• **Estratto selezionato**:
+--

Progetto Dukagjin Estate 2014
E’ già passato un mese dal mio rientro
dalla missione a Dukagjin, nelle montagne a Nord dell’Albania, al confine tra
Kosovo e Montenegro.
Quando torni riprendi a fatica tutte le
attività e senza che te ne accorgi i mesi volano.
Albania, Terra di Missione per noi
francescani.
Già dal lontano 2002 Umberto Virgadaula, responsabile ora
come allora del Ce.Mi.Ofs, andò per la prima volta con Padre Bonaventura su
quei monti e progettarono insieme a
Leopoldo, fra Enrico e Ilaria delle attività con la gente del posto.
Un impegno di prima
evangelizzazione d'altri tempi. Con i cristiani che nel giubileo del 2000
rividero dopo 50 anni un sacerdote scappati lassù dal regime comunista. Due celebrazioni
l'anno tra cui a Natale e nonostante la difficoltà della neve alta la gente
accorreva entusiasta dai vari villaggi.
Questi popoli non hanno la possibilità di essere
seguiti assiduamente da un prete, un parroco.
Nel 2007 il vescovo di Scutari chiese a Padre Antonio
Imperato, frate cappuccino di Alessano (Le), che era in Albania in una delle
missioni che i francescani hanno nel territorio di Scutari, di seguire queste
comunità montane. Padre Antonio si mise al servizio di questa causa, raggiunse
la chiesa del villaggio di Breg Lumi e con tanto sacrificio e spirito
d’adattamento riuscì a guadagnarsi la fiducia della comunità. Durante il primo
anno della sua permanenza mise su un oratorio “rudimentale”.
Importante era dar modo ai ragazzi del posto di
incontrarsi e socializzare non avendo altro modo e tempo per farlo. I ragazzi
ancora oggi sono dediti ad aiutare le famiglie nei vari lavori.
Si iniziarono così alcuni corsi di lingua, laboratori
e attività ricreative. A tutto questo si univa un’attività di catechesi che ha
portato, al termine dei 3 anni di permanenza in quei luoghi, al battesimo di
alcuni di loro. Veniva, inoltre, celebrata l’eucaristica anche nelle chiesette
dei vari villaggi altrimenti chiuse.
Nel 2009 Padre Antonio è stato richiamato in Italia ma
non ha voluto “abbandonare” la gente e soprattutto i ragazzi di Dukagjin
soprattutto perché nessuno ha preso il suo posto di parroco di quelle comunità.
Così, con l’aiuto di volontari italiani e l’impegno di alcuni amici di quelle
comunità dal 2010 ha vita il Progetto
Dukagjin. Esso si articola in un mese (tra luglio e agosto) di attività e
porta, quindi, avanti il lavoro iniziato negli anni dal Fra Antonio.

+--

• **Righe del dataset**:
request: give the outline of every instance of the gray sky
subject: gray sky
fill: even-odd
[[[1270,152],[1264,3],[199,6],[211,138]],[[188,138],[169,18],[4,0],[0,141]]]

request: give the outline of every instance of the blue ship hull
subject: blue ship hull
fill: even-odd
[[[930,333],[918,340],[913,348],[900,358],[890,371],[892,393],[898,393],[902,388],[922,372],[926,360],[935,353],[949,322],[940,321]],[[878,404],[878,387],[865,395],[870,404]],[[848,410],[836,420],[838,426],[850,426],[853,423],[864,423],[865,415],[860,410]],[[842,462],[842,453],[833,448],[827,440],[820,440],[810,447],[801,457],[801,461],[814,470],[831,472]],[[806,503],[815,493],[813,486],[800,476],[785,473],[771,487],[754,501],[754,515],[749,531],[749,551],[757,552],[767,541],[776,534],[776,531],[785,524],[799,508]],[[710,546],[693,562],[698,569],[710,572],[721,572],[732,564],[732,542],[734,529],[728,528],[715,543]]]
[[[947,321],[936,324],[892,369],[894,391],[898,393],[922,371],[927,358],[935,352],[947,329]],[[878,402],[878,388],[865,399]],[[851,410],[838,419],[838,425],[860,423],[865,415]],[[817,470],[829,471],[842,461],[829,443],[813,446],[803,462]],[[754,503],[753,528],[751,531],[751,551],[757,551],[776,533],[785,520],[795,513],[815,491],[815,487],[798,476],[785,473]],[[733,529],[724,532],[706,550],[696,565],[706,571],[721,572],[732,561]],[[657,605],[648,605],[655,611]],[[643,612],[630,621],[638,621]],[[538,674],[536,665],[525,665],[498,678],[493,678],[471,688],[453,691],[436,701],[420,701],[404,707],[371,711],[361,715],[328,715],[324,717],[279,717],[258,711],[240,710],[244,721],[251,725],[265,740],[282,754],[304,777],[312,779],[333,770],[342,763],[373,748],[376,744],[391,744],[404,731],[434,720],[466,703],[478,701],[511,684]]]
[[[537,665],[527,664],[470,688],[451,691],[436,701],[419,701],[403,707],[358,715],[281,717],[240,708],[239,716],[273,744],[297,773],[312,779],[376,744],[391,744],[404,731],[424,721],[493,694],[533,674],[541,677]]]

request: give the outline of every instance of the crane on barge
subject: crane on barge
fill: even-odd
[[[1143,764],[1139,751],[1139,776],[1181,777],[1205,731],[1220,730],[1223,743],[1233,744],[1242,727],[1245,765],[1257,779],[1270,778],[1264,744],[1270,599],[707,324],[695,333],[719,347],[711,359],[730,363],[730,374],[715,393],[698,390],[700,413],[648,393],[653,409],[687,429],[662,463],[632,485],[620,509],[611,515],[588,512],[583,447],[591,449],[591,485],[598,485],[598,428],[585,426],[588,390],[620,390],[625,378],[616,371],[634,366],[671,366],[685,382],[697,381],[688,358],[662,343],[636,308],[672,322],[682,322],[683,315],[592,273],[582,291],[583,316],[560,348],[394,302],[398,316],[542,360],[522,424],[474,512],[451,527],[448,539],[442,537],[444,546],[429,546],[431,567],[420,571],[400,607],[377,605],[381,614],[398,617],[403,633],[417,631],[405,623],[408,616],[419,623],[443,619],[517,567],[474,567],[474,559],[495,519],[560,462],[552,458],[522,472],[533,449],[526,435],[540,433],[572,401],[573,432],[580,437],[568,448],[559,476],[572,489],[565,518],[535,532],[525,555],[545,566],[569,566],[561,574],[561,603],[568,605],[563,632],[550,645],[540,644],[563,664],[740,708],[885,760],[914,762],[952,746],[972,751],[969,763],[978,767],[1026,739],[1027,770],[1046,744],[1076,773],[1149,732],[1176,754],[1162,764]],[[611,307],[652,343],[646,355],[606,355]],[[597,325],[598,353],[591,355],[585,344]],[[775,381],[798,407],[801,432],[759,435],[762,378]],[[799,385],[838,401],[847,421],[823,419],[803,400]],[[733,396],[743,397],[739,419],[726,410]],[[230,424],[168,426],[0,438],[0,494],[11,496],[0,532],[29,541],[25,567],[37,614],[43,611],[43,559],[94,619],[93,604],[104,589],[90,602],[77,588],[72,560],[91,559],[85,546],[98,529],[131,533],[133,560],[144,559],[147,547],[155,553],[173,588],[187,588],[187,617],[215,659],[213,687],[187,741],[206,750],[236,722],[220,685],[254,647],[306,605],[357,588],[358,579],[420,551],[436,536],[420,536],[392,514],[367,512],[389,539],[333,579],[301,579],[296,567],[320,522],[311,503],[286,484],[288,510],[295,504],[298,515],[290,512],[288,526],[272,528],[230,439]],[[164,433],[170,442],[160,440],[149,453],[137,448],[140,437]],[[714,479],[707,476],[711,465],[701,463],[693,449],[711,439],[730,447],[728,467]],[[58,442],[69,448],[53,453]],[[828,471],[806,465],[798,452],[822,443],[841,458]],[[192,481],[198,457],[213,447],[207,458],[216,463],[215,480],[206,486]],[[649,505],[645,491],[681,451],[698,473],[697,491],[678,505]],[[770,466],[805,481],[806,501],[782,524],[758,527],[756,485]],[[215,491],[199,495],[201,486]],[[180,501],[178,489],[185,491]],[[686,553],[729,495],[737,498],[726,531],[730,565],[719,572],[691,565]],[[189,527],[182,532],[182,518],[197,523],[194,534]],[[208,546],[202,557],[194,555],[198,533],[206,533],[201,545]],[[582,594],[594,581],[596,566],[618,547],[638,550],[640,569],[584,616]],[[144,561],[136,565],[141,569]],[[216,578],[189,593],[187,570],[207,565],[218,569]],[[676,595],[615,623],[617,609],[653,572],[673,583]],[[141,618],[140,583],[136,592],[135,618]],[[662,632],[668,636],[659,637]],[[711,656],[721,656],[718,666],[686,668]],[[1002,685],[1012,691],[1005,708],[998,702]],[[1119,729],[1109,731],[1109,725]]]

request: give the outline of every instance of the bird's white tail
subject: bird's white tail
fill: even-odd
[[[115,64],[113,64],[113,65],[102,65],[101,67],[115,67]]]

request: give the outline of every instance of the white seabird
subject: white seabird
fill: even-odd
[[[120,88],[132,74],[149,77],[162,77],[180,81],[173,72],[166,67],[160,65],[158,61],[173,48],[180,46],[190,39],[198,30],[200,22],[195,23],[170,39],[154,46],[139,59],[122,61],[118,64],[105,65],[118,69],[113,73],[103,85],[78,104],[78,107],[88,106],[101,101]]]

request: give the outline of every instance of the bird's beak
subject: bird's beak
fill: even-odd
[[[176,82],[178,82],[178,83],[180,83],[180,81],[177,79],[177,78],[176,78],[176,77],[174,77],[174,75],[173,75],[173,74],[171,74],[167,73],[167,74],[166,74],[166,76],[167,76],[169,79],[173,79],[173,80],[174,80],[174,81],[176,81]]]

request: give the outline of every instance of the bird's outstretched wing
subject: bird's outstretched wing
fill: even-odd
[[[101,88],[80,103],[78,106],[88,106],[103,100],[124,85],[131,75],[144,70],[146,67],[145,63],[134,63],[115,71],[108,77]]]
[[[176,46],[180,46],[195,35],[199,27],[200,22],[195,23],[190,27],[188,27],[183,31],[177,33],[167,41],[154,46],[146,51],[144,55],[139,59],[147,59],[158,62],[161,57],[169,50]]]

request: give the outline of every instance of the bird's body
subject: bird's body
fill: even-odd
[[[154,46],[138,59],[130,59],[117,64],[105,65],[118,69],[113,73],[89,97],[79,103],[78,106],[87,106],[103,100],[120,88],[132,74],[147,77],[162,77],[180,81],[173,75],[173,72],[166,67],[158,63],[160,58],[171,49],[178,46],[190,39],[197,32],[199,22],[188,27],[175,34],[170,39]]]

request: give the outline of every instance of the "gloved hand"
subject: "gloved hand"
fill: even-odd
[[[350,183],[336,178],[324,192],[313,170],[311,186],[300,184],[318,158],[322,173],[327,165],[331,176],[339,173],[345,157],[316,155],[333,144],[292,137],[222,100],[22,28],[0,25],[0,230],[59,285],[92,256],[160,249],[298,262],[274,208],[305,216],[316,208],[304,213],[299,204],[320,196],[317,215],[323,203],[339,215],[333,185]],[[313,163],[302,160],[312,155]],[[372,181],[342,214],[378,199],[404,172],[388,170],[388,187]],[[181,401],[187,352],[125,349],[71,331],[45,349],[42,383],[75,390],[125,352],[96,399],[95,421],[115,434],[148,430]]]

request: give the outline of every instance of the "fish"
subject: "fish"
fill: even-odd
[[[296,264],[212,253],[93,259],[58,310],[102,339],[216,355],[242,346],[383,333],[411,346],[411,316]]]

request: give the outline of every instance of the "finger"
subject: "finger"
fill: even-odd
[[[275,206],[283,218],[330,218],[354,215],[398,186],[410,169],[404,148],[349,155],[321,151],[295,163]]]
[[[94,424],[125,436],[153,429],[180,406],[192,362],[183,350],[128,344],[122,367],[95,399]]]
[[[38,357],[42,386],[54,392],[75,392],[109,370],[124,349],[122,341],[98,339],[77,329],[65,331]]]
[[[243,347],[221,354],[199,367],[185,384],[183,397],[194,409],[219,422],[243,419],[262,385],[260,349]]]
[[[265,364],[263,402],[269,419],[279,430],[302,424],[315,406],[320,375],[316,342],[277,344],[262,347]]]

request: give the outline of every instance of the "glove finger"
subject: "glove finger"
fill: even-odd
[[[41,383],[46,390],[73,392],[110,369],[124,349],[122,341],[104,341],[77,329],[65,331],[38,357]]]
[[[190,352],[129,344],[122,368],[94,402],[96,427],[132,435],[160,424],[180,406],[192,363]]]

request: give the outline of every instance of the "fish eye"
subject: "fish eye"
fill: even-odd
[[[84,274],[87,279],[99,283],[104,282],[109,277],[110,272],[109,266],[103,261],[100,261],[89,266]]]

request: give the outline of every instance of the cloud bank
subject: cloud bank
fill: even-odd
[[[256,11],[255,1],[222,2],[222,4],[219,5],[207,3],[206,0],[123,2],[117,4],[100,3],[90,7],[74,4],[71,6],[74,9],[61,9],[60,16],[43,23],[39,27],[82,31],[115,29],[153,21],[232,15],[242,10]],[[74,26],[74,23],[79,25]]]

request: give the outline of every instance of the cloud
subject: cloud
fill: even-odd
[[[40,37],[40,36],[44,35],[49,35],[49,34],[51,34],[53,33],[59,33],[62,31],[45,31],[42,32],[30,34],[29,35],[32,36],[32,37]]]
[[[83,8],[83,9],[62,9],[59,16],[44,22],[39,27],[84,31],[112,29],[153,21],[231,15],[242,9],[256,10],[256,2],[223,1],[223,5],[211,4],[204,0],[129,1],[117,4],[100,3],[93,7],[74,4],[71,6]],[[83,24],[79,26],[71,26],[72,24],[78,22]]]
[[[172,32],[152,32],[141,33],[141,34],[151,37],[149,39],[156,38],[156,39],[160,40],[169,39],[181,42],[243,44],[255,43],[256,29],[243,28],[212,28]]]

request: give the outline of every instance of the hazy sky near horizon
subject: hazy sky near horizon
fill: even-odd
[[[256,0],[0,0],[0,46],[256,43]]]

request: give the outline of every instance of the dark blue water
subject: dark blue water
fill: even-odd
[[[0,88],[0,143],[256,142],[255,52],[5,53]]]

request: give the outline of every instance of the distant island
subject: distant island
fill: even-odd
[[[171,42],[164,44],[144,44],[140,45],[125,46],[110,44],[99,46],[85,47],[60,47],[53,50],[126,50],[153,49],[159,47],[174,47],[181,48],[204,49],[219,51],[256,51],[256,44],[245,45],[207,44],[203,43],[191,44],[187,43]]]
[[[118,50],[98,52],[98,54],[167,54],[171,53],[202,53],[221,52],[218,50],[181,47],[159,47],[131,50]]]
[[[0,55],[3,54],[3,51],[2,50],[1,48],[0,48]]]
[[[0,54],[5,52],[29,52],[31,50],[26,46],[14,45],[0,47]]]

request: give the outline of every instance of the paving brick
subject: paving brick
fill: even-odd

+--

• **Compito assegnato**: Trascrivi fedelmente il passo dell'estratto selezionato dalle parole "Nel 2009 Padre" fino alle parole "di quelle comunità.", queste incluse. Le righe del dataset non hanno alcun ruolo in questo compito.

• **Risposta attesa**:
Nel 2009 Padre Antonio è stato richiamato in Italia ma
non ha voluto “abbandonare” la gente e soprattutto i ragazzi di Dukagjin
soprattutto perché nessuno ha preso il suo posto di parroco di quelle comunità.